■ Fuente
Nos encontramos ahora en medio de una lucha a cuerpo contra la mercantilización y precarización de la vida, en un sistema donde patriarcado, capitalismo y colonialismo se encuentran completamente anudados. En este campo de batalla, el Estado opera como instancia mediadora al servicio del capital; como dispositivo de acumulación y reproducción de la desigualdad y del orden capitalista en su conjunto, que se muestra ahora global y localmente en su quiebra política. El estado de emergencia no ha sido más que la plena expresión de un Estado que moviliza la violencia más brutal para tratar de sostenerse en sus ruinas. Es el Estado mismo el que está en emergencia y ve tambalear sus cimientos.

En ese sentido, la violencia desmedida que ha ejercido el gobierno contra los cuerpos y el inmenso despliegue de los aparatos represores, no deben interpretarse como muestras de la fortaleza del poder, sino, por el contrario, como la evidencia de la precariedad, de la desestabilidad y del completo debilitamiento de este sistema de dominación. La violencia del gobierno se intensifica a medida que va agotando sus medios de control y manipulación. La violencia es el punto cero del poder, donde éste muestra a la vez sus límites y su verdad.

Pero no tiene sentido denunciar o hablar de la violencia en abstracto. Como si la violencia no tuviese siempre un contexto específico donde se produce, o como si no hubiera diversos grados de violencia y matices. Como si fuese lo mismo disparar a una persona que romper el vidrio de una multitienda, por ejemplo. Hay toda una ética allí que es pasada por alto y que es necesario afirmar.

■ Material proporcionado
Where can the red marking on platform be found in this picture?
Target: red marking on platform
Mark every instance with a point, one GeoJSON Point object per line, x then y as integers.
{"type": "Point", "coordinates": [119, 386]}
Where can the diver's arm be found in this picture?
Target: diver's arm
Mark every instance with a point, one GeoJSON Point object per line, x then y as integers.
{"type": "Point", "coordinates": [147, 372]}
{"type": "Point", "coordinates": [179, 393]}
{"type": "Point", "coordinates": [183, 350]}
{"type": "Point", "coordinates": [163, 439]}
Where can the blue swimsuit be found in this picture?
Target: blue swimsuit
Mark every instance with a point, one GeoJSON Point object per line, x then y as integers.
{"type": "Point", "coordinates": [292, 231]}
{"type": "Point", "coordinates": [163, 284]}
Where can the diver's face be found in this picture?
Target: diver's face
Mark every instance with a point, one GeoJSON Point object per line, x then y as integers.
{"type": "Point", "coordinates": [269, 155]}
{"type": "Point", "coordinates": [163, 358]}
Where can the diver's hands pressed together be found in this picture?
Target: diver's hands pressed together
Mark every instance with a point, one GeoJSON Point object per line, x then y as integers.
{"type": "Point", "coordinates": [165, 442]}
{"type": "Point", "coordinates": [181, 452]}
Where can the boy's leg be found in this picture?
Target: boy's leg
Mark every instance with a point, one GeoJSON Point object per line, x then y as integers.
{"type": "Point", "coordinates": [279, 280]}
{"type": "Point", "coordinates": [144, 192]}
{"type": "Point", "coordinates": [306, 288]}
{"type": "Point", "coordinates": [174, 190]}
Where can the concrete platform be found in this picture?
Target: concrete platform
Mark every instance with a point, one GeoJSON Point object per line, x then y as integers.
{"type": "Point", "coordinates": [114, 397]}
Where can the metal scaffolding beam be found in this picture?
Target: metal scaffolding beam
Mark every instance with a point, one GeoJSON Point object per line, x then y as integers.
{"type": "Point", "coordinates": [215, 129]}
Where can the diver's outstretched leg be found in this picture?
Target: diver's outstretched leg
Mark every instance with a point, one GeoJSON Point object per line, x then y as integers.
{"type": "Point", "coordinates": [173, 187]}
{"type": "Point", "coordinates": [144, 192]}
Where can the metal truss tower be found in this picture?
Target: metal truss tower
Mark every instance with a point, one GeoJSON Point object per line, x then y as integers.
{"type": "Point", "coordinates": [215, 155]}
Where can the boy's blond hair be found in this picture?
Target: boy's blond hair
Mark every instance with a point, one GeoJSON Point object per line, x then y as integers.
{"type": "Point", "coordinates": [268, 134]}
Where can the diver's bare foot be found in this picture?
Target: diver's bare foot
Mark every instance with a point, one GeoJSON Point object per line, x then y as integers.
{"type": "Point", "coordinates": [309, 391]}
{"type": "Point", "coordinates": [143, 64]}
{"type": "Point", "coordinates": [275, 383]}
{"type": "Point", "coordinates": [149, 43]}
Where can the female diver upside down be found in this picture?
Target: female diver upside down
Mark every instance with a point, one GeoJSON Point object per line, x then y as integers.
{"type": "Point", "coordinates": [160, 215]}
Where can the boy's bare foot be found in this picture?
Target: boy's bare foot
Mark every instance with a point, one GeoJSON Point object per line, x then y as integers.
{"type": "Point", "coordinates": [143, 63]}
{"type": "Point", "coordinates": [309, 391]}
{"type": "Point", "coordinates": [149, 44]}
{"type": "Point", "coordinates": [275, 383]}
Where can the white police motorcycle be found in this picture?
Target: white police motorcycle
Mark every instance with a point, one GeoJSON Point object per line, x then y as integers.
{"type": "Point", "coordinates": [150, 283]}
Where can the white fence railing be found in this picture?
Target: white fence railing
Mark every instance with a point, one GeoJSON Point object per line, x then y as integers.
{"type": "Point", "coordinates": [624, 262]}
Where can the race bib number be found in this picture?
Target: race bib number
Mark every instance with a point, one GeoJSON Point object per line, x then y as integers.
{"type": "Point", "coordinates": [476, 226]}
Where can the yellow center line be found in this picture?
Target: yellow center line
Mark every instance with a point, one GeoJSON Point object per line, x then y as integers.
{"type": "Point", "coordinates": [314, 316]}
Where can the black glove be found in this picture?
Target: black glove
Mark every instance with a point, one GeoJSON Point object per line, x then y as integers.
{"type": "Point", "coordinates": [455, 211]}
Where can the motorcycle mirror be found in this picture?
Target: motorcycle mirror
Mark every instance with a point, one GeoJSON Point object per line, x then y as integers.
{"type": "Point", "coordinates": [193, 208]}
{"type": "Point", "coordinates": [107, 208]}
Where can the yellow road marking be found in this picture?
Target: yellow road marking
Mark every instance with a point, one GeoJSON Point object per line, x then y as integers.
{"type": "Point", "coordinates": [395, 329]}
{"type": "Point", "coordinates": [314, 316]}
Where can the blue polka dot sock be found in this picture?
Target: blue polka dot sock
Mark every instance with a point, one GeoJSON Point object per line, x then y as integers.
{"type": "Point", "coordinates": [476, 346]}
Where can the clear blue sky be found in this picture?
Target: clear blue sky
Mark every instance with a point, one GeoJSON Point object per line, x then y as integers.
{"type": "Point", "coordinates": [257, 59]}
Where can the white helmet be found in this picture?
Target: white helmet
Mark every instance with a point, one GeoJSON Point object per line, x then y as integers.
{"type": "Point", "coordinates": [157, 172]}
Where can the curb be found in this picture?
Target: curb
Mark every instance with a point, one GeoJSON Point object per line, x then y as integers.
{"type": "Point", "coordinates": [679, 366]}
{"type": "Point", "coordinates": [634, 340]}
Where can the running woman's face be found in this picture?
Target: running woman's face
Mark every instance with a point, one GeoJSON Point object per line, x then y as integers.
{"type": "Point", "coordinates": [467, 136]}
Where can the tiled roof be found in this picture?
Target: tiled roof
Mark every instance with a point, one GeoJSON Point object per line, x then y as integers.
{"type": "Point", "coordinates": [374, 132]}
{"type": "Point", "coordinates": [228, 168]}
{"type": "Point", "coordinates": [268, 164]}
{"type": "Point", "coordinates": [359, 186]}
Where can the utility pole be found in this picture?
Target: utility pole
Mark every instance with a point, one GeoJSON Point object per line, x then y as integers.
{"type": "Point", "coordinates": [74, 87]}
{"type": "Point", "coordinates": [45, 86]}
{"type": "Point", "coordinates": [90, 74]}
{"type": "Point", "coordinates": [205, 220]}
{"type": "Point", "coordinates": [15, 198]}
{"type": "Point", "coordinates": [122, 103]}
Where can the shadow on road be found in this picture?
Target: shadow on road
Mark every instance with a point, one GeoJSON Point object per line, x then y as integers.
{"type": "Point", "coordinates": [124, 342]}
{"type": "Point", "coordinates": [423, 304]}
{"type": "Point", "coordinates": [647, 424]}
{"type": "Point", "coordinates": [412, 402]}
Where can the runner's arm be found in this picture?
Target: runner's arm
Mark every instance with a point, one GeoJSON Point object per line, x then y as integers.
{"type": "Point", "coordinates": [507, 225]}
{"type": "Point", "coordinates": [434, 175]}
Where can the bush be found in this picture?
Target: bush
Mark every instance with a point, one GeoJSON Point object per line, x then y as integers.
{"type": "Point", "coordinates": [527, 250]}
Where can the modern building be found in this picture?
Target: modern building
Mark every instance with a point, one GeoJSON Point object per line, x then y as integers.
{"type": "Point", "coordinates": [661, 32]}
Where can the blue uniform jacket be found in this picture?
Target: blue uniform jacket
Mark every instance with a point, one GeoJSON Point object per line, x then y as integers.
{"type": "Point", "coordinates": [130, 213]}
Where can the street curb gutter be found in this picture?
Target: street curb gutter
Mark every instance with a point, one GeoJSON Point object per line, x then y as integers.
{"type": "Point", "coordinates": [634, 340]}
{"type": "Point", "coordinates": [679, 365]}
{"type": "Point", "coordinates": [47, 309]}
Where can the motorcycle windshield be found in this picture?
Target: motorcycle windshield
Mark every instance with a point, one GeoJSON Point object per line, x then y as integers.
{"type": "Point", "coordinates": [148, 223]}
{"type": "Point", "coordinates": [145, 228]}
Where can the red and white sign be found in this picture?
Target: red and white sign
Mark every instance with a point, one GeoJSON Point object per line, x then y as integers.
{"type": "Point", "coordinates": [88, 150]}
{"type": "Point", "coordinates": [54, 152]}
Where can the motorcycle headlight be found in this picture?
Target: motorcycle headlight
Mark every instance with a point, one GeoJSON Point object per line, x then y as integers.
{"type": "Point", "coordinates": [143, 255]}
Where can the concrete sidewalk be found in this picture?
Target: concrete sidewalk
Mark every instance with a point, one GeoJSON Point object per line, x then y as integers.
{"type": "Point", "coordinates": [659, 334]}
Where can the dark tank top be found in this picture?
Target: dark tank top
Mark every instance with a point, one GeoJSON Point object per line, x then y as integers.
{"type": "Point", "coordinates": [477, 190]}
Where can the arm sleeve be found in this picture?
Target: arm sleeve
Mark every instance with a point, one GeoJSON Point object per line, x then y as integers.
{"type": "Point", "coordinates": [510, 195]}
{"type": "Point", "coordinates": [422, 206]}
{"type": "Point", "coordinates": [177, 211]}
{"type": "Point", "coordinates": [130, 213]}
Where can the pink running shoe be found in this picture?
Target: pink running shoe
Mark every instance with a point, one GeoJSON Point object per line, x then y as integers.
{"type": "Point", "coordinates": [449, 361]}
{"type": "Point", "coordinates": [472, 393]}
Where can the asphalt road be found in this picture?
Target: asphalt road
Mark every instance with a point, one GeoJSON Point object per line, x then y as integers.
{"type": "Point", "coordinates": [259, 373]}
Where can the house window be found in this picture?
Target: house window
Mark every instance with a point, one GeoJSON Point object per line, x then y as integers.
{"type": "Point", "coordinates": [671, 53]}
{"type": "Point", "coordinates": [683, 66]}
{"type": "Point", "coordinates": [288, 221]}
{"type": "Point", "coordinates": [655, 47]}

■ Instrucciones de trabajo
1. Reproduce el pasaje del texto sobre la violencia del Estado que empieza con "Pero no tiene" y continúa hasta "es necesario afirmar.".
2. Escribe lo que sigue en el texto sobre la violencia del Estado, a partir de su última oración.

■ Respuestas del ejercicio
1.
Pero no tiene sentido denunciar o hablar de la violencia en abstracto. Como si la violencia no tuviese siempre un contexto específico donde se produce, o como si no hubiera diversos grados de violencia y matices. Como si fuese lo mismo disparar a una persona que romper el vidrio de una multitienda, por ejemplo. Hay toda una ética allí que es pasada por alto y que es necesario afirmar.

2.
Por eso quizá la estrategia más insidiosa, la más molesta y frecuente de todas a las que recurre el gobierno, sigue siendo la de intentar por todos los medios aislar a los violentistas del resto de la masa pacífica y obediente, para introducir la división al interior del movimiento y, de paso, producir al “vándalo” como ficción policial. Pero no es tan simple aislar completamente el vandalismo. La revuelta se resiste a cualquier intento de hacer un “recorte”, porque no está hecha de una sumatoria de sujetos recortables, sino de una multiplicidad de gestos que se vinculan y contagian: la capucha, la cuchara y la cacerola, la bicicleta y la pancarta, las risas y los gritos, la piedra que se lanza, la máscara de gas, el fuego o la molotov.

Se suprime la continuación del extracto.